(Work item): Below is a block of records; repeat each one exactly.

(Source information):
§ §

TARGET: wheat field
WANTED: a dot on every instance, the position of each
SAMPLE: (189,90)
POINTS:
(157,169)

§ §

(Response for this exercise):
TARGET: wheat field
WANTED: a dot on every instance, the position of each
SAMPLE: (189,90)
POINTS:
(157,169)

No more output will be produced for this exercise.